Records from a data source
++++++++++++++++++++

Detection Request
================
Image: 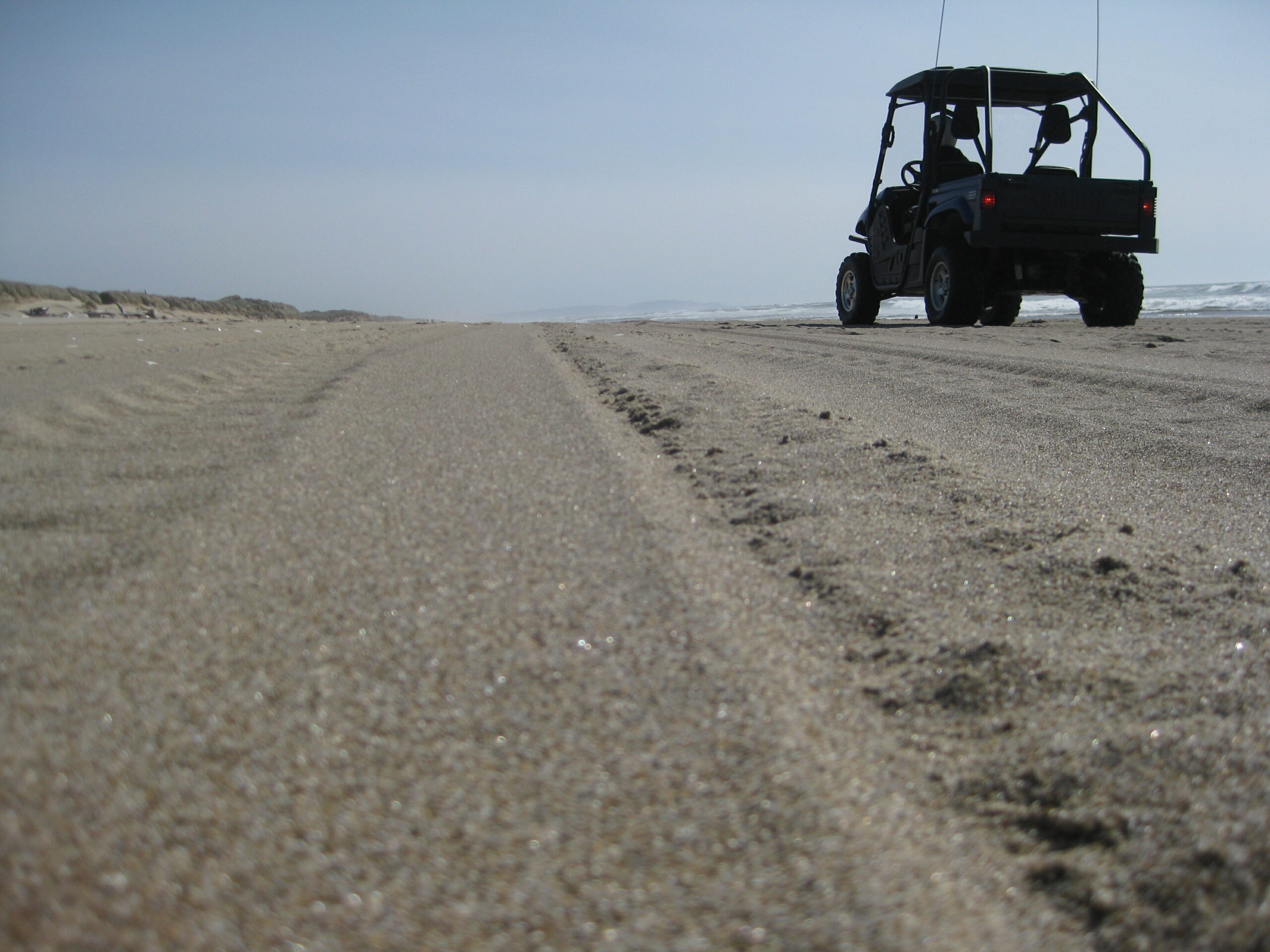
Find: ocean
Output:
[574,281,1270,321]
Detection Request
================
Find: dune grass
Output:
[0,281,403,321]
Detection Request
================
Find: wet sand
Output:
[0,317,1270,950]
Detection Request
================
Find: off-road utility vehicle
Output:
[837,66,1159,327]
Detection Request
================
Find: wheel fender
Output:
[926,194,974,229]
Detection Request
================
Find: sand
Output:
[0,317,1270,950]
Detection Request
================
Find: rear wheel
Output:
[835,251,882,324]
[979,295,1023,327]
[926,241,983,327]
[1081,252,1142,327]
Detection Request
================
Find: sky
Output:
[0,0,1270,317]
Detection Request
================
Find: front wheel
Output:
[1081,254,1143,327]
[835,251,882,324]
[926,242,983,327]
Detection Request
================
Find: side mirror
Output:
[1040,103,1072,146]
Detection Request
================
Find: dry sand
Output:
[0,317,1270,951]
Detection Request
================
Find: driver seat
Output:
[935,146,983,185]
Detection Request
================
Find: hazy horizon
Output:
[0,0,1270,317]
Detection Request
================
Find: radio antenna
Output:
[935,0,945,72]
[1093,0,1102,86]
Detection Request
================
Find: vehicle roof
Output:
[887,66,1093,105]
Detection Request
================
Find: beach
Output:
[0,313,1270,952]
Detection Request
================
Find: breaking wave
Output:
[578,281,1270,321]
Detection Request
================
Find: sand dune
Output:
[0,317,1270,950]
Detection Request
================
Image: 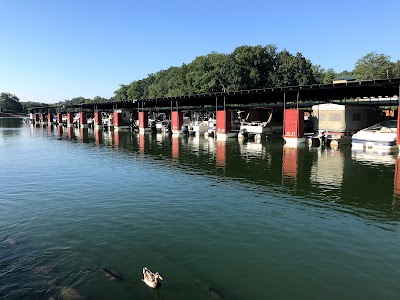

++++++++++++++++++++

WHAT YOU ARE ASKED TO DO
Copy the listing above line for line, without changing anything, and leave out the pictures.

WORKED ANSWER
Detection Request
================
Image: 
Find: ocean
Output:
[574,281,1270,321]
Detection Request
================
Find: dune grass
Output:
[0,281,403,321]
Detection Request
================
Find: wet sand
Output:
[0,317,1270,950]
Detection Request
================
Find: off-road utility vehicle
Output:
[837,66,1159,327]
Detection Request
================
Find: wheel fender
Output:
[926,194,974,229]
Detection Request
================
Find: sand
Output:
[0,317,1270,950]
Detection Request
================
Find: rear wheel
Output:
[835,251,882,324]
[979,295,1023,327]
[926,241,983,327]
[1081,252,1142,327]
Detection Request
================
Find: sky
Output:
[0,0,1270,317]
Detection Request
================
Find: front wheel
Output:
[1081,254,1143,327]
[835,251,882,324]
[926,242,983,327]
Detection Request
================
Find: side mirror
Output:
[1040,103,1072,146]
Detection Request
================
Find: dry sand
Output:
[0,317,1270,951]
Detection Request
================
Find: driver seat
Output:
[935,146,983,185]
Detection Request
================
Find: hazy horizon
Output:
[0,0,1270,317]
Detection Request
================
Find: radio antenna
Output:
[935,0,945,72]
[1093,0,1102,86]
Detection Request
================
Find: vehicle roof
Output:
[887,66,1093,105]
Detection Request
================
Find: beach
Output:
[0,313,1270,952]
Detection Request
================
Find: breaking wave
Output:
[578,281,1270,321]
Detection Request
================
Find: sand dune
Output:
[0,317,1270,950]
Detection Request
================
Image: 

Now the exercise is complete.